◆ **AIM**
Copy every line of the records below without changing anything.

Dataset items:
============

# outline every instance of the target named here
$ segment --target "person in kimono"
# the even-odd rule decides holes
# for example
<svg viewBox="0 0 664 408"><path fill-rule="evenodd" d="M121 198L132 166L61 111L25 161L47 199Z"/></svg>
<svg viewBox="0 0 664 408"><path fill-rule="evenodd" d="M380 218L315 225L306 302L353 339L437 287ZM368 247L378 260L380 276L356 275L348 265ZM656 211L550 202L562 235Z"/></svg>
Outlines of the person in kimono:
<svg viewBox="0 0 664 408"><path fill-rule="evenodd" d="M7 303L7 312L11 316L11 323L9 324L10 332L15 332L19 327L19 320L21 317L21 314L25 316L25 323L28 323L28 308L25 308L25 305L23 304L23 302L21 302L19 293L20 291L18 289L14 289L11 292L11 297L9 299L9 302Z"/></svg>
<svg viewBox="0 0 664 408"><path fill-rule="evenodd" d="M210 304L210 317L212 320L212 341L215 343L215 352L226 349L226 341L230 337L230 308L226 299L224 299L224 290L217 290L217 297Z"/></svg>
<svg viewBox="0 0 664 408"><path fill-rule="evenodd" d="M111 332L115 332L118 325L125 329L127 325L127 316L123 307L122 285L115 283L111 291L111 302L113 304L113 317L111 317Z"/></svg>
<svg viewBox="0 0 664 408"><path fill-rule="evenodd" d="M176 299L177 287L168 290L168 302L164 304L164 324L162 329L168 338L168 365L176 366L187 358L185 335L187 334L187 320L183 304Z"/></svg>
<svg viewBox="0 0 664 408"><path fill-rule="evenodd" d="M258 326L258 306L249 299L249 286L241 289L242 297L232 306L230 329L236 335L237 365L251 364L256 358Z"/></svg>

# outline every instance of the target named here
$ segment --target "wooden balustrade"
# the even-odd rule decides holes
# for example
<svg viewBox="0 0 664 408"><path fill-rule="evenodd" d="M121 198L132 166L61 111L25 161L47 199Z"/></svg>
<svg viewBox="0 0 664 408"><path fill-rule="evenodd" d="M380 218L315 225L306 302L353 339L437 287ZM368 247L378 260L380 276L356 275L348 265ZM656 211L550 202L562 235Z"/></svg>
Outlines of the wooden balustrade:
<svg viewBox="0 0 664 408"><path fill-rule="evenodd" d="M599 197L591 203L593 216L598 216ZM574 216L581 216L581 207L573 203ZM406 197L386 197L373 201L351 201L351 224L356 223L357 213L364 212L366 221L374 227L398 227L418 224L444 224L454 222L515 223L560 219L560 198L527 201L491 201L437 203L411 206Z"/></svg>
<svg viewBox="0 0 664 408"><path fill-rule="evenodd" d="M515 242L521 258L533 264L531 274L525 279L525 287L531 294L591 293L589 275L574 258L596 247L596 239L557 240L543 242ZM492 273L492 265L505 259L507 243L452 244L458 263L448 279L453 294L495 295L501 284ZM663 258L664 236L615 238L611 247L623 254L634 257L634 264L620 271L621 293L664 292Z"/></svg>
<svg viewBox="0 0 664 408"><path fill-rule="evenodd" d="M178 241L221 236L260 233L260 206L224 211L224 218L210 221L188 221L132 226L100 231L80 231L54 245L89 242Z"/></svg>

============

◆ **EXERCISE RESPONSE**
# outline every instance of the target named here
$ segment --target "person in kimono"
# the even-odd rule decides holes
# for example
<svg viewBox="0 0 664 408"><path fill-rule="evenodd" d="M121 198L132 166L61 111L25 161L47 199Z"/></svg>
<svg viewBox="0 0 664 408"><path fill-rule="evenodd" d="M380 218L315 225L306 302L353 339L437 287ZM368 247L378 260L380 276L356 275L348 265ZM656 211L550 202L562 235Z"/></svg>
Outlines of the person in kimono:
<svg viewBox="0 0 664 408"><path fill-rule="evenodd" d="M7 303L7 312L11 316L11 323L9 324L10 332L15 332L19 327L19 320L21 317L21 314L25 316L25 323L28 323L28 308L25 308L25 305L23 304L23 302L21 302L19 293L20 291L18 289L14 289L11 292L11 297L9 299L9 302Z"/></svg>
<svg viewBox="0 0 664 408"><path fill-rule="evenodd" d="M210 304L210 317L212 320L212 341L215 343L215 352L226 349L226 341L230 337L230 308L226 299L224 299L224 290L217 290L217 297Z"/></svg>
<svg viewBox="0 0 664 408"><path fill-rule="evenodd" d="M111 332L115 332L118 325L125 329L127 325L127 316L123 307L122 285L115 283L111 291L111 302L113 304L113 317L111 317Z"/></svg>
<svg viewBox="0 0 664 408"><path fill-rule="evenodd" d="M176 299L177 287L168 290L168 302L164 304L164 324L162 329L168 338L168 365L176 366L187 358L185 335L187 334L187 320L183 304Z"/></svg>
<svg viewBox="0 0 664 408"><path fill-rule="evenodd" d="M258 326L258 306L249 299L249 286L241 289L242 297L232 306L230 329L236 335L237 365L251 364L256 358Z"/></svg>

# outline every instance of the target named here
$ segment --target "wooden balustrade"
# the even-odd rule decides holes
# for example
<svg viewBox="0 0 664 408"><path fill-rule="evenodd" d="M121 198L132 166L61 111L25 161L47 199Z"/></svg>
<svg viewBox="0 0 664 408"><path fill-rule="evenodd" d="M380 218L315 225L306 302L353 339L437 287ZM368 247L378 260L380 276L356 275L348 265ZM656 211L550 202L562 235Z"/></svg>
Outlines of the wooden balustrade:
<svg viewBox="0 0 664 408"><path fill-rule="evenodd" d="M599 197L591 203L593 216L598 216ZM574 216L581 216L581 207L573 203ZM406 197L386 197L373 201L351 201L351 224L356 223L357 213L364 212L366 221L374 227L398 227L418 224L444 224L454 222L515 223L560 219L560 198L527 201L491 201L437 203L411 206Z"/></svg>
<svg viewBox="0 0 664 408"><path fill-rule="evenodd" d="M515 242L521 258L533 264L531 274L525 279L525 287L531 294L591 293L589 275L574 258L596 247L596 239L557 240L543 242ZM492 273L492 265L505 259L507 243L452 244L458 263L448 279L453 294L495 295L501 284ZM663 258L664 236L615 238L611 247L623 254L634 257L634 264L620 271L621 293L664 292Z"/></svg>
<svg viewBox="0 0 664 408"><path fill-rule="evenodd" d="M178 241L221 236L260 233L260 206L224 211L224 218L210 221L188 221L132 226L100 231L80 231L54 245L89 242Z"/></svg>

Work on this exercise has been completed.